In 1451, Esen reached the height of his power when he defeated the emperor of the Northern Yuan Dynasty Tayisung Khan Toghtoa Bukha. The latter was assassinated in 1452. In 1453 he had himself proclaimed khagan of the dynasty and already intended to transfer that title to his son Amasanj. This was unacceptable to a large majority of Mongolians. Esen could not claim direct descent from Genghis Khan. This eventually led to a revolt by some of his generals and to the assassination of Esen in 1455.

After his death, the empire he created fell apart again. The eastern Mongols under Dayan Khan inflicted several heavy defeats on the Oirats in the early 16th century. It would take until the 17th century before one of the Oirats” tribes, the Dzhungars, became a factor of significance again.From 1600 onwards, the Oirats fought a battle of over half a century with the Altyn Khan.

Traditionally, the Oirats were divided into four tribes: Dörbet, Torgut, Khoshut and Dzhungars. All four tribes converted to Tibetan Buddhism during the 16th century.

From that time on, it became the custom among Mongolian nobility to send at least one son for study to Tibet and perhaps become a monk. Several decades later, one of those sons was Zaya Pandita (1599-1662), a prince from the tribe of the Khoshut. After studying in Tibet, he left again for the Mongolian area.

He had been one of the initiators of the last great meeting of virtually all Mongolian tribes in 1640. The purpose of the meeting was to create a great pan-Mongol federation that would present a united front against external enemies such as Russia and the Manchus. It was the last time the idea of the renewed creation of one great Mongolian nation was discussed. The eternal tribal conflict between the various Mongolian tribal federations made the attempt unrealistic beforehand.
◆ ◆ ◆ ◆
THINGS TO DO -
a. Answer these from the Oirat history passage, one answer per line with the same marks:
(i) In what year was Esen assassinated?
(ii) What four tribes were the Oirats traditionally divided into?
(iii) Zaya Pandita was a prince from which tribe?
b. In the Oirat history passage, rewrite the stretch from "In 1451, Esen" through "the Altyn Khan.", swapping "Esen" for "Esen Taishi" wherever it occurs.
c. Pick up the Oirat history passage after its last sentence and write the next part.

DATASET EXCERPT -
◆ ◆ ◆ ◆
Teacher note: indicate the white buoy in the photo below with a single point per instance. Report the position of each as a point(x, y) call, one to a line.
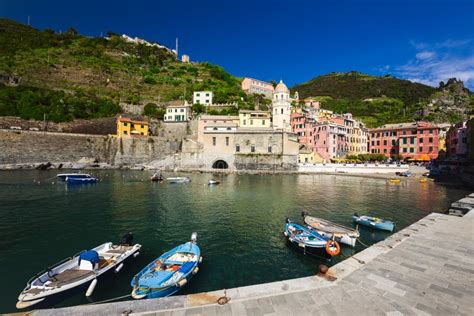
◆ ◆ ◆ ◆
ANSWER LIST -
a.
(i) 1455
(ii) Dörbet, Torgut, Khoshut and Dzhungars
(iii) The Khoshut

b.
In 1451, Esen Taishi reached the height of his power when he defeated the emperor of the Northern Yuan Dynasty Tayisung Khan Toghtoa Bukha. The latter was assassinated in 1452. In 1453 he had himself proclaimed khagan of the dynasty and already intended to transfer that title to his son Amasanj. This was unacceptable to a large majority of Mongolians. Esen Taishi could not claim direct descent from Genghis Khan. This eventually led to a revolt by some of his generals and to the assassination of Esen Taishi in 1455.

After his death, the empire he created fell apart again. The eastern Mongols under Dayan Khan inflicted several heavy defeats on the Oirats in the early 16th century. It would take until the 17th century before one of the Oirats” tribes, the Dzhungars, became a factor of significance again.From 1600 onwards, the Oirats fought a battle of over half a century with the Altyn Khan.

c.
After 1640, Zaya Pandita focused primarily on missionary work among the Oirats. He developed a system of writing for them, the Oiratic script, and managed to translate about 200 more canonical writings into Oiratic before his death.

In the first half of the 17th century there was a decades-long civil war in Tibet. In it, the Dalai Lama”s gelug tradition was several times on the verge of almost total elimination. With the help of military intervention by Güshri Khan of the Khoshut Mongols, the gelug finally managed to achieve victory in that civil war around 1642. That was the start of the period of gelug dominance, which would last in historic Tibet until 1950. As a result of that intervention and the role that the Khoshut would then play in Tibet, in the decades following 1642 about 100,000 Khoshut migrated to the Kokonor area.

In the early 18th century, Tibet became a battleground for internal strife among the tribes of the Oirat Federation. A period of rule by Lhabzang of the Khoshut over Tibet was violently ended by Tsewang Rabtan of the Dzhungars. At the point when the Chinese emperor began to see this as a threat to the security of the empire, it resulted in Tibet effectively becoming a Chinese protectorate from 1720.

However, the four tribes of the Oirats also had major rivalries among themselves earlier, for example over ownership and use of grazing land.

In 1630, almost the entire tribe of the Torgut under the leadership of Kho Urluk (?-1644) decided to migrate to the area of the Volga Delta and was followed by a considerable part of the Dörbet. There was evident dissatisfaction among the Oirat tribes with the attempts by Khara Khula of the tribe of the Dzhungars to gain complete political and military control of the tribal federation.

An important reason probably also lay in the desire to obtain uncontested grazing land. The territory of the Torgut was increasingly hemmed in by increasing influence of Russians to the north, Kazakhs to the south, and that of Dzhungars to the east. It is also possible that the Torgut, in particular, were no longer willing to participate in the ongoing military power struggle between eastern and western Mongols that had resurfaced in the early 17th century.

Most settled in the area that originally belonged to the Nogai Horde, which was expelled. In the 18th century, under their greatest leader Ayuki Khan (1669-1724), they controlled a territory of over 600,000 km² in the steppes north of the Caspian Sea.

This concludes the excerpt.